- [WORK INSTRUCTIONS]: Reproduce the director-election filing from "Item 5.02 Departure" up to and including "meeting of stockholders.", substituting "Class III Director" for "Class II Director" throughout.

- [EXCERPTED PASSAGE]:
---

Item 5.02 Departure of Directors or Certain Officers; Election of Directors; Appointment of Certain Officers; Compensatory Arrangements of Certain Officers.
(d) Election of Director
On February 9, 2021, the Board of Directors (the “Board”) of Synlogic, Inc. (the “Company”), following the recommendation of the Nominating and Corporate Governance Committee of the Board, appointed Lisa Kelly-Croswell, effective February 9, 2021 (the “Effective Date”), as a director to the Board to serve as a Class II Director with a term expiring at the Company’s 2023 annual meeting of stockholders.
Since September 2013, Ms. Kelly-Croswell has been serving as the Senior Vice President and Chief of Human Resources for Boston Medical Center Health System – an academic medical center including a health plan as well as biomedical and clinical research portfolios. Previously, Ms. Kelly-Croswell served as SVP, Human Resources at Vertex Pharmaceuticals, Inc. (“Vertex”) from July 2006 to June 2013. Prior to Vertex, she also served as Vice President, HR for Nitromed, a biotechnology company with an approved personalized medicine. Previously, Ms. Kelly-Croswell served as SVP, HR for Healthcare and Service Operations at CIGNA. She also held multiple leadership roles at the Monsanto Company in global Finance, R&D, and as an expatriate based in Singapore. Ms. Kelly-Croswell began her career in a series of progressive HR positions at Frito-Lay, Inc. with a deeper focus in manufacturing. Ms. Kelly-Croswell received a B.S., Finance and M.A., Labor and Industrial Relations from the University of Illinois at Urbana-Champaign.
In connection with Ms. Kelly-Croswell’s election to the Board, and pursuant to the Company’s Amended and Restated Non-Employee Director Compensation Program (the “Director Compensation Program”), on February 9, 2021, Ms. Kelly-Croswell was granted a stock option to purchase 30,000 shares of the Company’s common stock. The stock option has an exercise price per share equal to the closing price of the Company’s common stock on The Nasdaq Capital Market on the date of grant. The stock option will vest in substantially equal installments on each of the first three anniversaries of the date of grant, subject to Ms. Kelly-Croswell’s continued service as a director.
In addition, Ms. Kelly-Croswell is entitled to receive an annual cash retainer of $40,000 for her service as a non-employee director of the Company pursuant to the Director Compensation Program, prorated for the portion of the year that Ms. Kelly-Croswell serves as a director.

---

- [THE DATA]:
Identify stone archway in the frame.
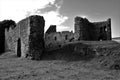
[17,38,21,57]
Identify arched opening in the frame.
[17,38,21,57]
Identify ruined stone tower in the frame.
[74,16,111,41]
[5,15,45,60]
[46,25,56,34]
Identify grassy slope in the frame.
[0,42,120,80]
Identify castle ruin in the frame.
[0,15,111,60]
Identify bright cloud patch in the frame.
[0,0,68,30]
[0,0,55,22]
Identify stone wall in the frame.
[0,20,16,53]
[75,17,111,41]
[46,25,56,34]
[45,31,74,49]
[5,15,45,59]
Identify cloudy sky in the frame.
[0,0,120,37]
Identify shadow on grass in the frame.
[41,43,95,61]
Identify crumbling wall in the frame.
[5,15,45,59]
[46,25,56,34]
[0,20,16,52]
[0,22,5,54]
[15,15,45,59]
[93,19,111,40]
[45,31,74,49]
[29,16,45,59]
[75,17,111,41]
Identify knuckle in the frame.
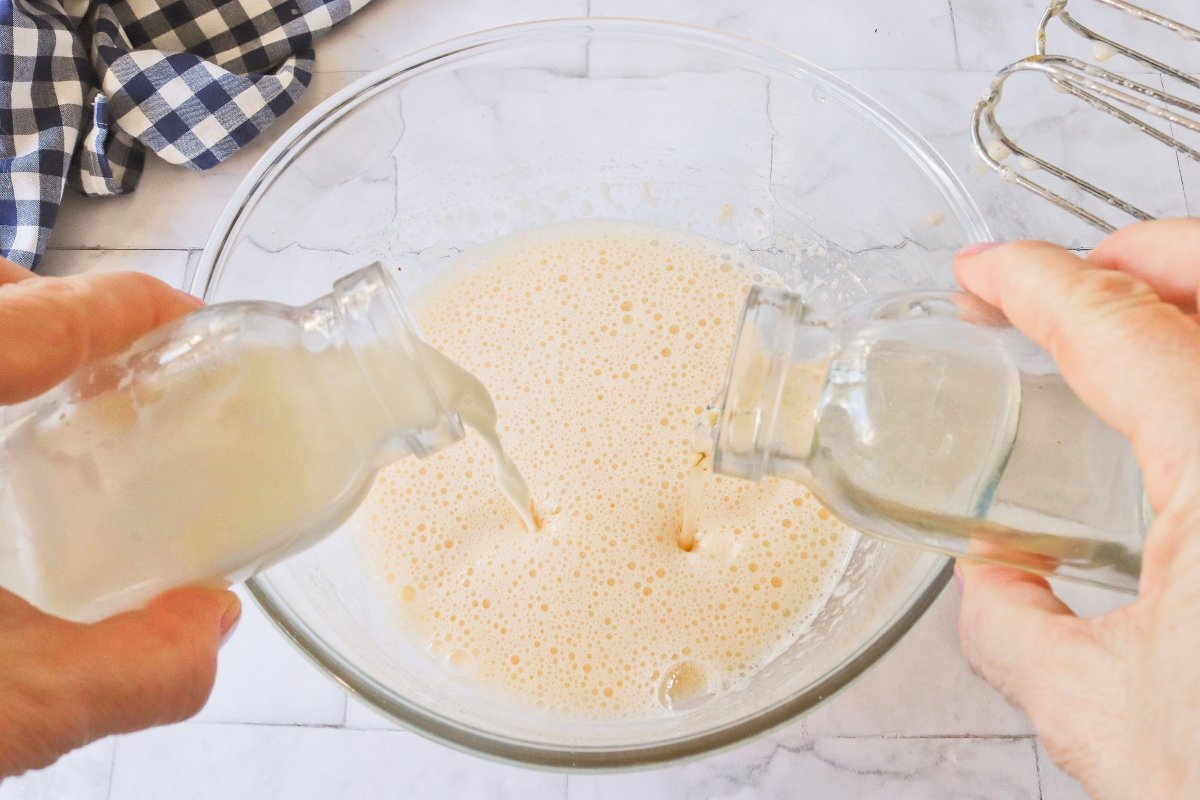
[144,620,216,722]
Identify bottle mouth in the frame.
[697,285,833,480]
[334,261,464,458]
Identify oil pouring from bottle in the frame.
[696,287,1146,591]
[0,265,536,621]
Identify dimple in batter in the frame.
[362,222,854,716]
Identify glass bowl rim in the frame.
[190,17,969,771]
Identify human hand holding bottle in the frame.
[955,219,1200,800]
[0,259,241,778]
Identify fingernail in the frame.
[954,241,1004,258]
[221,595,241,646]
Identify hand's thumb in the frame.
[955,561,1088,716]
[82,588,241,735]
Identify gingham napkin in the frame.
[0,0,368,267]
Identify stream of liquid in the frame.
[360,223,856,717]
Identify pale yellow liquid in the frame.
[0,321,535,621]
[361,223,854,716]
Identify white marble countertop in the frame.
[7,0,1200,800]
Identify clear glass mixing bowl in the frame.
[192,19,988,769]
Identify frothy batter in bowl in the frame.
[361,222,857,716]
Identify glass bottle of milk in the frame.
[0,265,528,621]
[700,287,1148,591]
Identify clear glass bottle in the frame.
[0,265,466,621]
[707,287,1148,591]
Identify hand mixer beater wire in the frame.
[971,0,1200,233]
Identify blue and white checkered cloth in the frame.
[0,0,368,267]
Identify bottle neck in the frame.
[710,287,835,480]
[310,264,463,461]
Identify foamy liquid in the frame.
[361,222,854,716]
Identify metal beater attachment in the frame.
[971,0,1200,233]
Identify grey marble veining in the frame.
[7,0,1200,800]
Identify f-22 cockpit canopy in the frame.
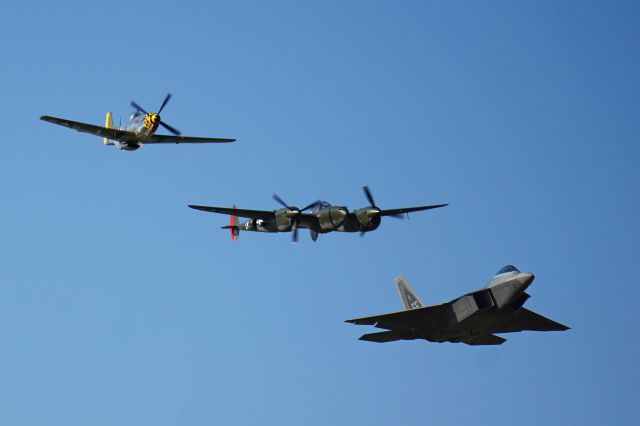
[496,265,520,275]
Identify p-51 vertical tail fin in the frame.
[395,275,424,310]
[103,111,113,145]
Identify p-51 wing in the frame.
[40,115,235,144]
[380,204,449,216]
[40,115,140,142]
[144,134,235,144]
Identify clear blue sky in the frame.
[0,1,640,426]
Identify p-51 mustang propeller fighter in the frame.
[40,93,235,151]
[189,186,448,243]
[346,265,569,345]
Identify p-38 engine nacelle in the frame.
[316,206,349,231]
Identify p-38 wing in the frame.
[189,204,317,227]
[40,115,235,144]
[189,204,276,220]
[380,204,449,216]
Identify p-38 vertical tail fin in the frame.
[103,111,113,145]
[222,204,240,241]
[395,275,424,310]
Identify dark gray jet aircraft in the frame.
[346,265,569,345]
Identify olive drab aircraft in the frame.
[40,93,235,151]
[189,186,448,243]
[346,265,569,345]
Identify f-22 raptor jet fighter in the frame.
[346,265,569,345]
[40,93,235,151]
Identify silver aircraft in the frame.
[40,93,235,151]
[346,265,569,345]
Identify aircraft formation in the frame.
[40,93,569,346]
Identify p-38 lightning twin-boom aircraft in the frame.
[346,265,569,345]
[40,93,235,151]
[189,186,448,243]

---

- [WRITTEN ANSWER]:
Item 5.02 Departure of Directors or Certain Officers; Election of Directors; Appointment of Certain Officers; Compensatory Arrangements of Certain Officers.
(d) Election of Director
On February 9, 2021, the Board of Directors (the “Board”) of Synlogic, Inc. (the “Company”), following the recommendation of the Nominating and Corporate Governance Committee of the Board, appointed Lisa Kelly-Croswell, effective February 9, 2021 (the “Effective Date”), as a director to the Board to serve as a Class III Director with a term expiring at the Company’s 2023 annual meeting of stockholders.